[Dataset entries]
********************
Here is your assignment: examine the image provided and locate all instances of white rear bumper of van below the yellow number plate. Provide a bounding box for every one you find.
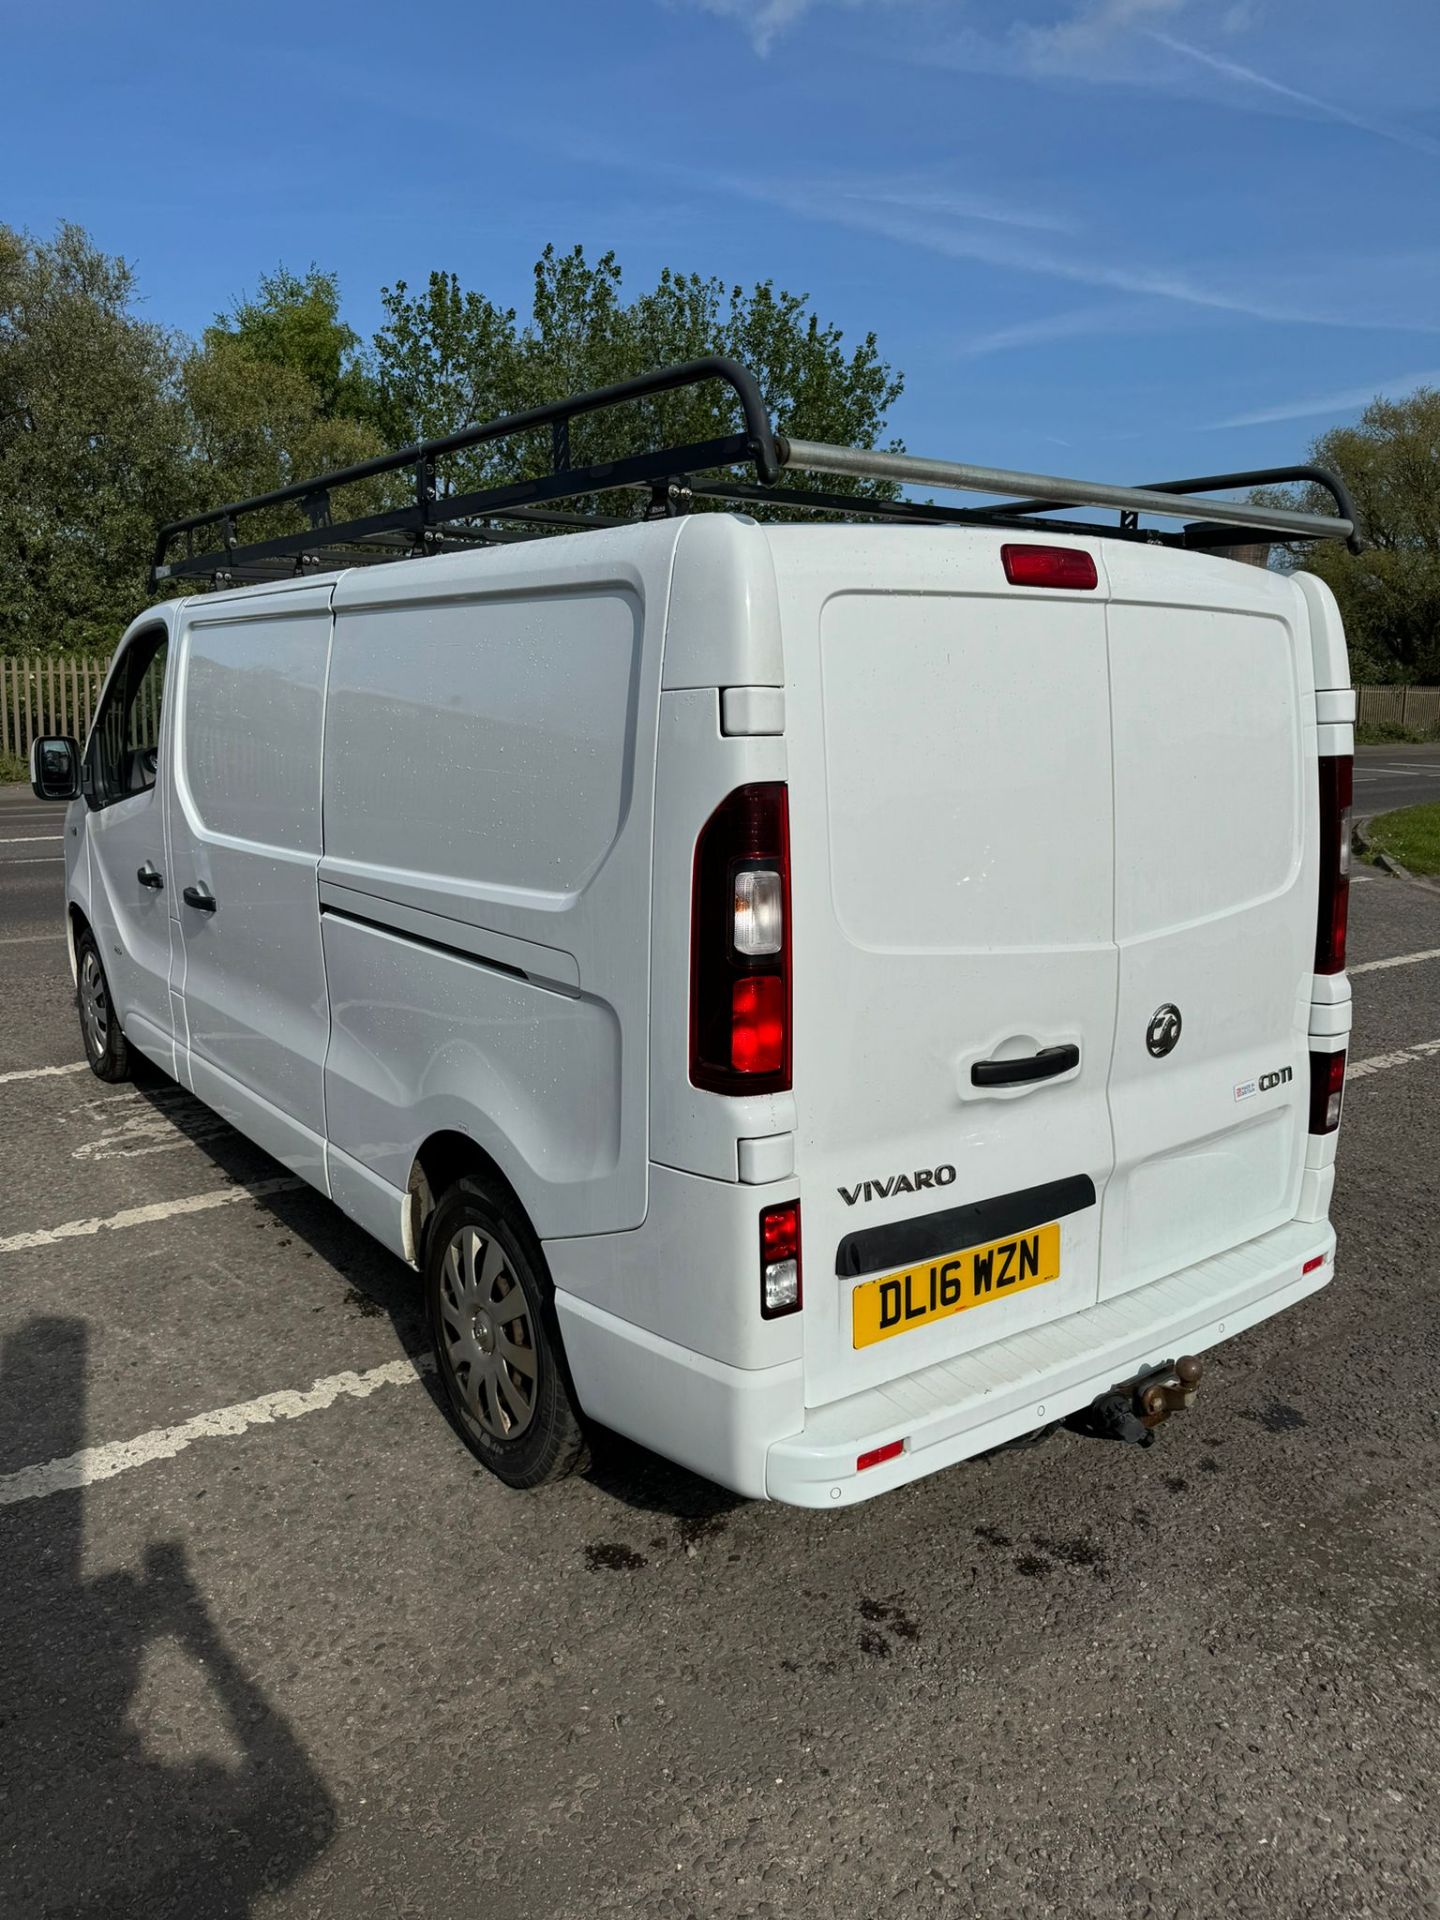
[766,1219,1334,1507]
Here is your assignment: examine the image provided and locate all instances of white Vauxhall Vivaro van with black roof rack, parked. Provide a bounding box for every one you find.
[33,363,1356,1507]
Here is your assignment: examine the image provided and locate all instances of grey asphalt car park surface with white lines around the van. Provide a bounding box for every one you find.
[0,768,1440,1920]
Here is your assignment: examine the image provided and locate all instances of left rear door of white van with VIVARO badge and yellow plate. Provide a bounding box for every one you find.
[772,528,1119,1405]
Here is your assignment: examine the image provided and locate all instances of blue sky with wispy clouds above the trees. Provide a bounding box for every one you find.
********************
● **WORK REQUIRED**
In your copy, omit the pictures and restate every line of the data word for word.

● **COMPLETED TASK**
Here is your assignment: examine the image provided and locate all instances of white rear bumper of van below the yellow number plate. Provide a bounding box for every one you find.
[766,1219,1334,1507]
Here is your assignment: examine the image provided and locate all instances of white Vauxhall Vivaro van with black roof rack, parked. Provide a bounding box for every one you find.
[33,363,1356,1507]
Here is your assignment: examine the image provided and locate all instances of grey asphalt car park surface with white lines around the van. Provide a bounding box for every one you find.
[0,768,1440,1920]
Here is your assignment: examine the image provided and locate all instances of left rear door of white van with VIVARO badge and yellow plate. Provide a bounding box for every one you find.
[772,528,1119,1405]
Here is your assignment: examine the image provided and locate all instances of blue sky with wispy clouds above the trees. Provide a bounding box for every one you find.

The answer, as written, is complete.